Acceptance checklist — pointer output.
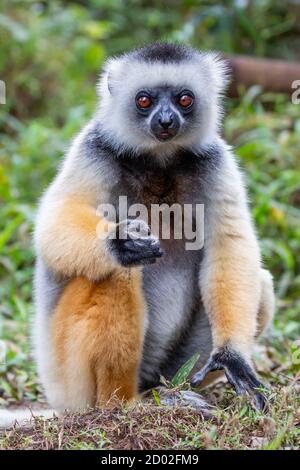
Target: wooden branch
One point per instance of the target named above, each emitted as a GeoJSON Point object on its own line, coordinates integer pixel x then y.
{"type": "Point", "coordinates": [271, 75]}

--

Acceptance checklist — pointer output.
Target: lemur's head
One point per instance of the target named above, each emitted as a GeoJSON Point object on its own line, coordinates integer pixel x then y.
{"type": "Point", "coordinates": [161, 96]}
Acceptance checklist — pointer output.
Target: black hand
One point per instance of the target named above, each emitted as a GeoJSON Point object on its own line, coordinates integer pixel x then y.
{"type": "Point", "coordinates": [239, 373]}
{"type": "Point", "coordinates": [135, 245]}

Polecenie —
Wybierz z wierszy powyżej te, które zawierają ciąg „coordinates”, i przepisz każdy z nich w całości.

Wynik poniżej —
One point per instance of the target named above, each emitted as a GeoJSON Point object on its own line, coordinates integer pixel x then y.
{"type": "Point", "coordinates": [271, 75]}
One point per instance of the target named above, each emitted as a GeoJSON Point object on its own line, coordinates integer pixel x then y.
{"type": "Point", "coordinates": [161, 96]}
One point per instance of the target named above, each emitted as a GeoJSON Point object on its own line, coordinates integer pixel x then y.
{"type": "Point", "coordinates": [239, 373]}
{"type": "Point", "coordinates": [135, 245]}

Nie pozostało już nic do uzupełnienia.